» **WRITTEN INSTRUCTION**: Locate each line below that contains the string "tweed", treating uppercase and lowercase as distinct, and copy every such line in full.

--

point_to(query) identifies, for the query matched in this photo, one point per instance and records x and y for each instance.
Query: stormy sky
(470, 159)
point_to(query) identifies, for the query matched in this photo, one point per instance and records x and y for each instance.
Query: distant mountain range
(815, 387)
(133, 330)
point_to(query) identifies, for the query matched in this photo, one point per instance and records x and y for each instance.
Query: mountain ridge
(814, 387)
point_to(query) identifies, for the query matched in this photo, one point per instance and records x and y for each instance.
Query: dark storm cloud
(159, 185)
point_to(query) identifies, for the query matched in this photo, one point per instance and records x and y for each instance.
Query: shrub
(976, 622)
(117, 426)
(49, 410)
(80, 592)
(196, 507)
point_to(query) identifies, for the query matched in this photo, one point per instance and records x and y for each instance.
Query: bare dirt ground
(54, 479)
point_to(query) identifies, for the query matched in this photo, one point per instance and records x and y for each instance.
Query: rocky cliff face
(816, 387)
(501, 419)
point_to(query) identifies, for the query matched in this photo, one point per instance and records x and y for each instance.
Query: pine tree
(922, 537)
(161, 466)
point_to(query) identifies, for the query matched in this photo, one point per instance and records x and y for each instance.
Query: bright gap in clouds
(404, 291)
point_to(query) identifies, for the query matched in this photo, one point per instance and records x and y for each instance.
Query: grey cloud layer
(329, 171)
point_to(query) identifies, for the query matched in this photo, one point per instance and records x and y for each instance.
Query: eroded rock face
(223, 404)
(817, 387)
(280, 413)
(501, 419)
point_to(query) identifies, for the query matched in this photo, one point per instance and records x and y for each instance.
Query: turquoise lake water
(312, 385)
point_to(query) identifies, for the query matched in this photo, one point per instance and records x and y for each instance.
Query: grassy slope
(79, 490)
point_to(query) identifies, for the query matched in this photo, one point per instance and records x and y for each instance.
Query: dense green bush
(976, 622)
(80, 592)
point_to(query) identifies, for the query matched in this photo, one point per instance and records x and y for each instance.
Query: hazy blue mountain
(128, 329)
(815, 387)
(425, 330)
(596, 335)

--

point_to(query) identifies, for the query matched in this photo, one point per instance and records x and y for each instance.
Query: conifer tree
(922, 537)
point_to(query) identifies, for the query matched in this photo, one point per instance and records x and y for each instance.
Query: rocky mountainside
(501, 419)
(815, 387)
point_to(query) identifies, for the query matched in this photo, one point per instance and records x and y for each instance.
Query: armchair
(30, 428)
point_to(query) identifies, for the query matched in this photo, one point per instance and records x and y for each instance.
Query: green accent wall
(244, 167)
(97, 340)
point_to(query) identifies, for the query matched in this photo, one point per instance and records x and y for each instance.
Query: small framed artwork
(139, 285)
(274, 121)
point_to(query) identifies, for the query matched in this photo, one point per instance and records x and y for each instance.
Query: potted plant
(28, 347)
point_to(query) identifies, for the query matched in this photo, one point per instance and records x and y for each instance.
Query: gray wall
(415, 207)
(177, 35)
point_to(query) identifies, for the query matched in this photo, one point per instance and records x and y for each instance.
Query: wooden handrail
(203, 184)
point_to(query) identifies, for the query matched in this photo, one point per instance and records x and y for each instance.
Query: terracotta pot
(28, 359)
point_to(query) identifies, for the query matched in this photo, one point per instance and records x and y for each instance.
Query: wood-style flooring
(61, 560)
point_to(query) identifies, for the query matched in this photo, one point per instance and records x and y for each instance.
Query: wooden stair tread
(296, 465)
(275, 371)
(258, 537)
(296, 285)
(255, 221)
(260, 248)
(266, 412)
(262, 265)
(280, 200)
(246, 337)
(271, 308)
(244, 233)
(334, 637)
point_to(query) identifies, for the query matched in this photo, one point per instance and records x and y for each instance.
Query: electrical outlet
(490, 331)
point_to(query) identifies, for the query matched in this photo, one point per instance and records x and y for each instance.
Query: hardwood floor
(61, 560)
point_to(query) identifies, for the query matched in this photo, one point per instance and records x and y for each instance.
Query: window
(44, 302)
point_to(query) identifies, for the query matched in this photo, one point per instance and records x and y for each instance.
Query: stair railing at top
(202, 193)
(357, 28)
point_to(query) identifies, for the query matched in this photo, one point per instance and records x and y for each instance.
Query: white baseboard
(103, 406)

--

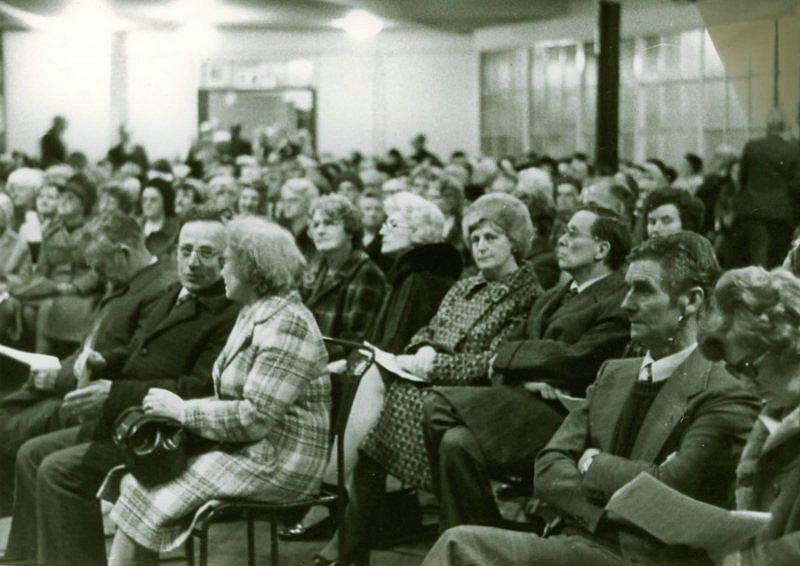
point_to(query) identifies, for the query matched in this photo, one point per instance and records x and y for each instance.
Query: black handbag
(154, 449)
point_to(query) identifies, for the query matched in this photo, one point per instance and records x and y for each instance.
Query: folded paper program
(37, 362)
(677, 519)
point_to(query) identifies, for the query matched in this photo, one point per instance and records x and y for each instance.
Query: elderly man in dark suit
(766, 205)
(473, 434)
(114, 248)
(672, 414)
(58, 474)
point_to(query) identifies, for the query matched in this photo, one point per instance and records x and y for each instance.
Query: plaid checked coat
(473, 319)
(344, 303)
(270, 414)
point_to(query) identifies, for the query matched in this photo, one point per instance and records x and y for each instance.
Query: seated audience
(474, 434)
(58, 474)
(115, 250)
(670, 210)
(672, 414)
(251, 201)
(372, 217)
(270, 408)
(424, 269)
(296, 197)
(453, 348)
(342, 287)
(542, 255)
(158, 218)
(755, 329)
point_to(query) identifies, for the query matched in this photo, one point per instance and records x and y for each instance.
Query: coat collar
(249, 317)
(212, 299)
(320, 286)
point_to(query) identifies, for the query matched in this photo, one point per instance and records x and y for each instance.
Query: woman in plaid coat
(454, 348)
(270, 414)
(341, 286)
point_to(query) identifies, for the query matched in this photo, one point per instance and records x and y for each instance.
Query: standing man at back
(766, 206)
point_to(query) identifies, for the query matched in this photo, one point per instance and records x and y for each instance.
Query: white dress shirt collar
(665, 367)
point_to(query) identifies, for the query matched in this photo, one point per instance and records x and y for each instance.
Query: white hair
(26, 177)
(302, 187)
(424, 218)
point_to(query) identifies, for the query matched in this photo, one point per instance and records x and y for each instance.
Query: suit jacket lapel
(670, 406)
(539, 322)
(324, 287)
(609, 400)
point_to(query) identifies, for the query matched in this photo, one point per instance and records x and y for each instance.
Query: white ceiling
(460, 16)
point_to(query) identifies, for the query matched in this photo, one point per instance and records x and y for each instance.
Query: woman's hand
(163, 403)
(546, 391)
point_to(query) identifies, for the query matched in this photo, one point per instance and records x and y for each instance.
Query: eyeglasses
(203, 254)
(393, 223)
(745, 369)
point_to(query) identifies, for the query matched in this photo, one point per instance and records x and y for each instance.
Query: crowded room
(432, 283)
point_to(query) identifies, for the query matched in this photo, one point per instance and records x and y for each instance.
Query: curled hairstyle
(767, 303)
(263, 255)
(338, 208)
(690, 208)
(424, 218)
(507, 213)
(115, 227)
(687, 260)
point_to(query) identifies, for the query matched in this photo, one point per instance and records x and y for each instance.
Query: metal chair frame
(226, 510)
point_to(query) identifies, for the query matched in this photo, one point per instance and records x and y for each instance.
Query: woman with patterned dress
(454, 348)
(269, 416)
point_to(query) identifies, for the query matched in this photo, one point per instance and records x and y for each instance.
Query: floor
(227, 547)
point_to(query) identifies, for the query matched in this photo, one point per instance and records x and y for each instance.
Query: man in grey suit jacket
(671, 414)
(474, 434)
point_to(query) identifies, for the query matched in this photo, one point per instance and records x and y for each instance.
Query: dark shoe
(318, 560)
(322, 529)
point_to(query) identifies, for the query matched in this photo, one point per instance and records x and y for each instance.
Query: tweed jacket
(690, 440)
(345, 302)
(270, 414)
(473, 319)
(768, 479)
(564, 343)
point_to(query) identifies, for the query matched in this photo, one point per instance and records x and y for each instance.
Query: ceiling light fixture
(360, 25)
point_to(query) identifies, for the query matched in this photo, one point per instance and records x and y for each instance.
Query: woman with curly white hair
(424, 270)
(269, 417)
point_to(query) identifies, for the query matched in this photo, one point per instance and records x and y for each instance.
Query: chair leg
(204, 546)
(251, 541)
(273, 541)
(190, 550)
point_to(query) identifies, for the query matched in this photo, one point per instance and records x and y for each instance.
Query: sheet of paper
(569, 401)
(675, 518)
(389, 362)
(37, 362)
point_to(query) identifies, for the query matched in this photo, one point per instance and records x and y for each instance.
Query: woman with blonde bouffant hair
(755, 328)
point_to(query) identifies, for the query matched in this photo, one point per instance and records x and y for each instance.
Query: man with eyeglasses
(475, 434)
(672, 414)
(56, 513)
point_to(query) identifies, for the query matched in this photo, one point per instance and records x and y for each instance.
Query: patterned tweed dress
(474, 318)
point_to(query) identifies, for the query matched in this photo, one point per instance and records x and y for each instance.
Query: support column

--

» **FINAL ANSWER**:
Query: tweed jacket
Query: patterned tweed dress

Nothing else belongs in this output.